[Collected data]
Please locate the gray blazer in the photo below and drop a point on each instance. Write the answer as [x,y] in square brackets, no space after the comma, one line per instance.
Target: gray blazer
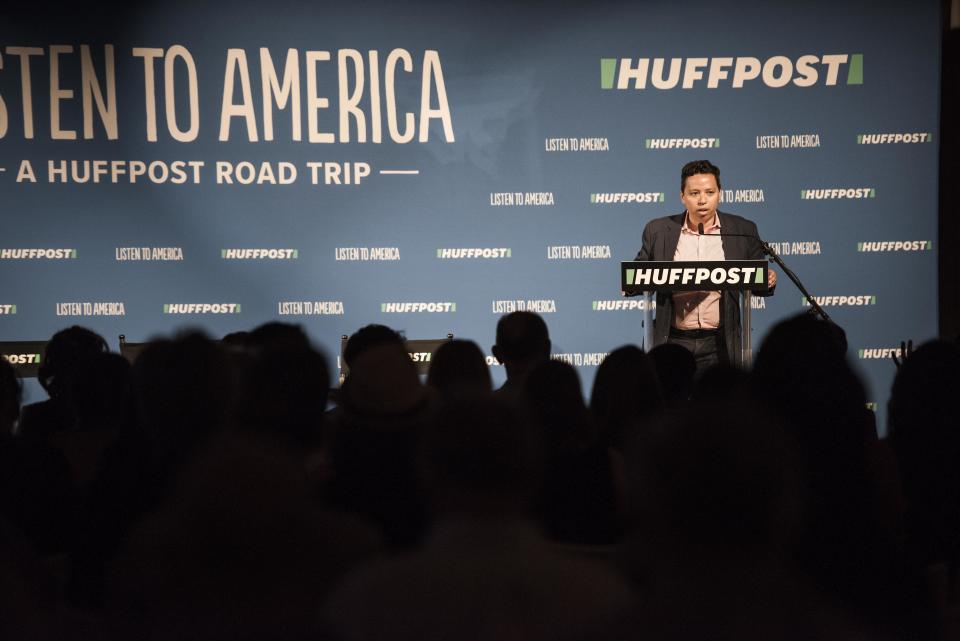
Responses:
[660,238]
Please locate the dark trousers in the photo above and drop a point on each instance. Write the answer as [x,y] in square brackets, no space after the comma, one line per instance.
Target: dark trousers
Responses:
[708,347]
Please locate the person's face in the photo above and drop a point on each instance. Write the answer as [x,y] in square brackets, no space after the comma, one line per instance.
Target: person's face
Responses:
[700,196]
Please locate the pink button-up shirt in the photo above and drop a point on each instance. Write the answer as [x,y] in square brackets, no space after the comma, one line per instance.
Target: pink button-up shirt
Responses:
[698,310]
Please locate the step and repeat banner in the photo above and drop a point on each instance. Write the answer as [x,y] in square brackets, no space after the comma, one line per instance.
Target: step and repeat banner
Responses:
[432,166]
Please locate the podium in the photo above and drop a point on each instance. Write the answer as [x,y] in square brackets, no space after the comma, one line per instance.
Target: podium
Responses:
[650,277]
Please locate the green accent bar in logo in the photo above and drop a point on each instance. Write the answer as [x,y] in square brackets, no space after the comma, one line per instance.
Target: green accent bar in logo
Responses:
[608,67]
[855,73]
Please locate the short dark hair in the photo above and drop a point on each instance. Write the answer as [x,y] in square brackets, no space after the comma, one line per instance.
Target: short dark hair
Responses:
[522,335]
[698,167]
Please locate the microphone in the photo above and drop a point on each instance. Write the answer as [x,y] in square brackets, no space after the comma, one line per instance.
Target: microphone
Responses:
[768,250]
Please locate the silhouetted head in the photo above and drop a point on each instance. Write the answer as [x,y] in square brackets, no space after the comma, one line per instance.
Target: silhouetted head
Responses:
[478,455]
[553,395]
[10,396]
[625,389]
[522,341]
[714,491]
[64,351]
[459,367]
[182,389]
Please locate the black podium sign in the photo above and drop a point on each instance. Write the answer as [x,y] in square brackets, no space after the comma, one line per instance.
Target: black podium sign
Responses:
[683,276]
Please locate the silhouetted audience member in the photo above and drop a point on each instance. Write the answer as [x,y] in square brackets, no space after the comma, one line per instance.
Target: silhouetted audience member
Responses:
[719,382]
[36,492]
[284,387]
[484,572]
[851,538]
[923,434]
[625,391]
[523,342]
[580,500]
[64,352]
[676,369]
[716,499]
[103,406]
[459,367]
[240,551]
[366,337]
[373,444]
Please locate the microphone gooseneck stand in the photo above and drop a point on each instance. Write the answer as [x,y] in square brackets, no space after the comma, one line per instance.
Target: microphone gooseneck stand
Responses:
[769,251]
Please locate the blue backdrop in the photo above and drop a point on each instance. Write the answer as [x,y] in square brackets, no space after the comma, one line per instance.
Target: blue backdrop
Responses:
[533,142]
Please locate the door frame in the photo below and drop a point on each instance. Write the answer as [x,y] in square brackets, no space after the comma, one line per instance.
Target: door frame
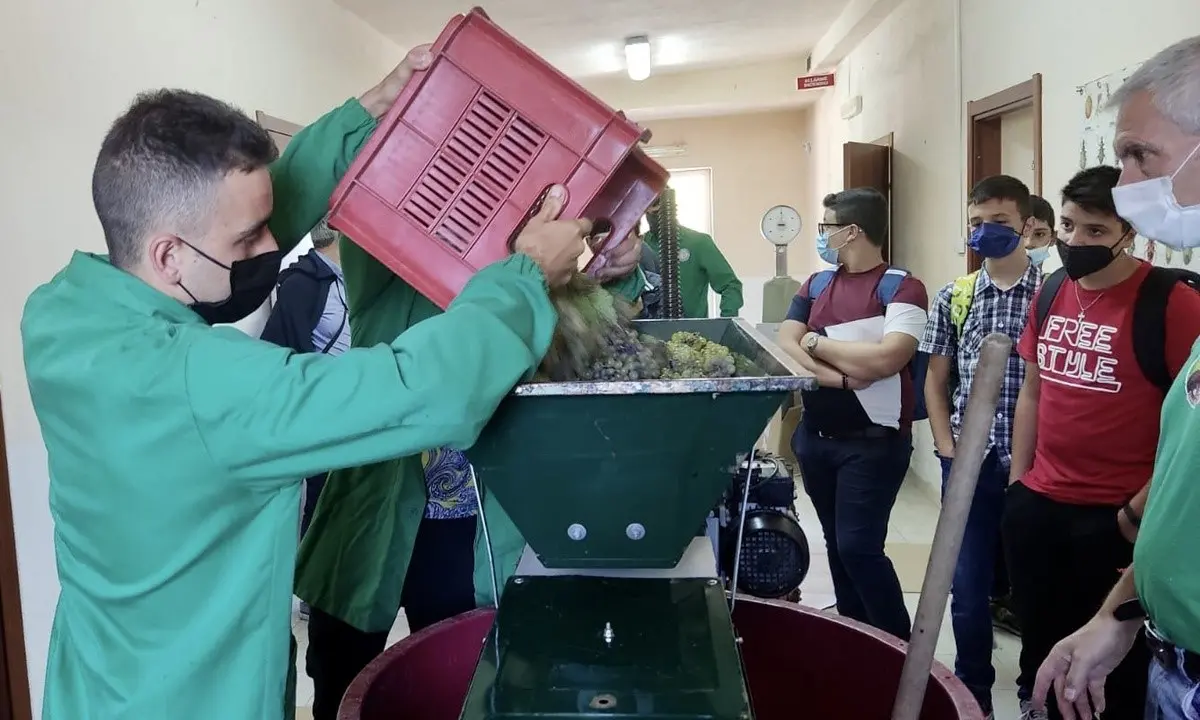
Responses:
[889,142]
[983,136]
[13,665]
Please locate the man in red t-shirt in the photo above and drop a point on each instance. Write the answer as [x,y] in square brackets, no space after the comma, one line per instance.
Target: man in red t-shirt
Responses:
[1085,433]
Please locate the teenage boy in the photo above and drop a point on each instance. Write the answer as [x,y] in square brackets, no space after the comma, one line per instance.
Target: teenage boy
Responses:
[1039,232]
[994,299]
[1105,339]
[856,329]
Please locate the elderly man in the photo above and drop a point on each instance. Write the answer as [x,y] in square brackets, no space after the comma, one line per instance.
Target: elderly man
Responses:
[1158,141]
[177,449]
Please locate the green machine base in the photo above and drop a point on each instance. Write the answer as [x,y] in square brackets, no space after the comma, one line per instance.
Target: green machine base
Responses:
[610,647]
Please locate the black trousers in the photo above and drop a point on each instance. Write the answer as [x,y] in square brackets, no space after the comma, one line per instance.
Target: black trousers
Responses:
[1062,563]
[439,585]
[853,485]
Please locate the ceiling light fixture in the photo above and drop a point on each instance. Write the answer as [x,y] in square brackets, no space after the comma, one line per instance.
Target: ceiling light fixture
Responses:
[637,57]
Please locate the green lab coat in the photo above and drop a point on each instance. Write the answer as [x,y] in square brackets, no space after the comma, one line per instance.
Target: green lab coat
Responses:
[355,555]
[701,264]
[177,451]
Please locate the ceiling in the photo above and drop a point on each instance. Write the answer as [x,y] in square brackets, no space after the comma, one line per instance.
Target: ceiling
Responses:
[585,39]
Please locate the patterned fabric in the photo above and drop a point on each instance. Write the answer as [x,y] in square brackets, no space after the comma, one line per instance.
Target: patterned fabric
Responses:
[993,310]
[451,492]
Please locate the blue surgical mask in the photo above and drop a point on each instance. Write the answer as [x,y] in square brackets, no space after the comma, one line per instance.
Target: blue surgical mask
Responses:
[827,253]
[994,240]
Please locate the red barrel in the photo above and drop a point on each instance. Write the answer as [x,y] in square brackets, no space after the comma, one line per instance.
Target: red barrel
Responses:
[799,664]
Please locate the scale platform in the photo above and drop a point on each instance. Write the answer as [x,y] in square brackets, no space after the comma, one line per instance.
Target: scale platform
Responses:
[616,610]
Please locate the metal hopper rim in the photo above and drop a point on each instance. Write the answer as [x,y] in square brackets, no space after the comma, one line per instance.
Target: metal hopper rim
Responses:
[785,376]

[Short problem] Copy every row above word for word, omitting the pictures.

[Result of this task]
Please locate the gray blazer in the photo below and drop a point on each instance. Write the answer as [x,y] in square brackets, no space after the comma, one line per instance.
Target: gray blazer
Responses:
[660,238]
Please locate the dark trousers in the photo above and drop a point on each instance. Write the answer as [x,y] in square brackets, no space after the comma, one line per instance.
Target: dark trousers
Responses:
[708,347]
Please locate the person's face in the photo above and drop a point on each instance. Write the answer as [x,y] in square brackets, no space after the comma, one line per instance.
Target: person's face
Responses:
[700,196]
Please locate the pink button-up shirt in the photo above and drop a point on each instance. Write the answer as [x,y] in square brackets, no space after the comma, one line per instance.
Target: pink button-up shirt
Responses:
[698,310]
Please locate the step and repeat banner in the photo above and drop a point on each instance. Write the answer as [x,y] in square brackets, no space after the comma, one line per instance.
Target: step and repeat banner
Responses:
[432,166]
Please locate the podium in the photo above and drop a point on each instance. Write the answer as [x,y] in square brackets, no space after the comma, one line per instance.
Target: podium
Responses:
[650,277]
Please locate the green accent bar in logo in the photo above and drop a point on each instance. Write the answer as [x,y] in square brackets, no space after the comma, one line per instance.
Target: green accent bar in logo
Responses:
[608,67]
[855,73]
Please locate the short dark hair in the photo above and drop a point on each instance. Write the answer as [x,y] in square brackets, no space after the comma, one line per instance.
Target: short dark hair
Responses:
[522,335]
[698,167]
Please locate the microphone in the photo above and drop a point on each instance. Write the answer as [x,y] in square brackets, no space after the comma, one line per instance.
Target: microphone
Responses:
[768,250]
Please locate the silhouetted head in the photo above and drop a point on each instance. Write the answer as [x,y] in square brackets, no space after the comma, one line per instance.
Target: silhouetted head
Responses:
[478,455]
[553,395]
[10,396]
[625,389]
[522,341]
[714,491]
[64,351]
[459,367]
[182,389]
Please locate the black podium sign in the photo above and drop a point on each instance. Write the answer as [x,y] in square brackets, no space after the comma, one line per instance.
Target: black podium sign
Responses:
[683,276]
Please locate the silhouetted audience member in the photo above and drop a point on each instance. Write the answer as [x,y] in square brackets, no space after the comma, one line per instance.
Target: silhouetted audience member
Responses:
[719,382]
[36,492]
[284,387]
[484,572]
[851,538]
[923,434]
[625,391]
[523,342]
[580,500]
[64,352]
[676,369]
[716,499]
[103,406]
[459,367]
[240,551]
[366,337]
[373,444]
Please locate the microphone gooseneck stand in the photo above and drop a point on each instance. Write the answer as [x,y] in square brackets, no space after the comma, one line per instance.
Target: microphone gooseneck stand
Responses:
[769,251]
Please locate the blue backdrop in the photo above and drop a point on each instance. Write the answer as [x,y] in square brackets, no space after the comma, one line per instance.
Target: blue backdrop
Responses:
[533,142]
Please locate the door frame in the photo below and drop a point on each instance. Write the answer as [x,y] in square brackets, no space after the comma, one line per instance.
Target: door frame
Responses:
[889,142]
[983,136]
[13,665]
Please locate the man in red t-shirt in the photo above and drop a point on each instance. Write the answer as [x,y] in square brackets, no space after the comma, one line per instance.
Target: man in red t-shirt
Responses:
[1085,433]
Please locate the teenage boy in the photo above and drop a point on each instance. Write the answer as [x,y] in square brackets, no space after the comma, one line per instance.
Target: teenage boy
Responses:
[1039,232]
[994,299]
[1105,339]
[856,329]
Please locate the elderly man in the photo above and drop a point on each instance. Write the answer as [x,y] in square brackets, no space after the comma, one line per instance.
Target: elderly man
Responses:
[1158,141]
[177,449]
Please locate the green machine base in the photo above and drop a point on each instance. Write the answer as [x,y] in square brackets, no space after the comma, one line per instance.
Target: green machine base
Responses:
[610,647]
Please locate the black trousers in the photo above and drop a point on each instance. Write the answer as [x,y] in square brackets, no space after the comma, one line per instance.
Target: black trousers
Responses:
[1062,563]
[439,585]
[853,485]
Please locate the ceiling light fixture in the photo above and drop a point on each instance. Write the answer as [x,y] in square brackets, no space after the comma, one line per instance.
Target: ceiling light fixture
Responses:
[637,57]
Please locate the green lab coat in the photo above and drop a point on each instance. Write the answer as [x,y] in square brackets, no space after the comma, one line per instance.
Target: green lab coat
Responses:
[355,555]
[701,264]
[177,451]
Please locate the ceiling in the photo above and drop a point on each instance. Write the answer as [x,y] in square brackets, no space after the comma, one line per instance.
Target: ceiling
Responses:
[585,39]
Please locate the patterned fabric in the photo above and drop a point on each instance. Write the answer as [x,y] in square brackets, no space after the comma, one line per instance.
Target: patterned fabric
Responses:
[993,310]
[451,492]
Please locate the blue surgical mask in the photo above and drop a point on each instance. Write the answer as [x,y] in square brackets, no space after the comma, one line per instance.
Target: blue surgical mask
Responses:
[827,253]
[994,240]
Please locate the red barrel in the photo above and drop a point on each instance. Write the answer as [x,y] in square brackets, no space after the comma, one line per instance.
Target: red barrel
Responses:
[799,664]
Please locate the scale platform in the photo above and drop a point on each instance. Write the answer as [x,y] in square brackets, no space after the comma, one line per instance.
Target: scale platform
Responses:
[616,610]
Please locate the metal hopper rim in the photo above and drop a point on each instance. Write the answer as [x,y] in square brackets, no space after the comma, one line per instance.
Target: metal hopper rim
Responses:
[785,376]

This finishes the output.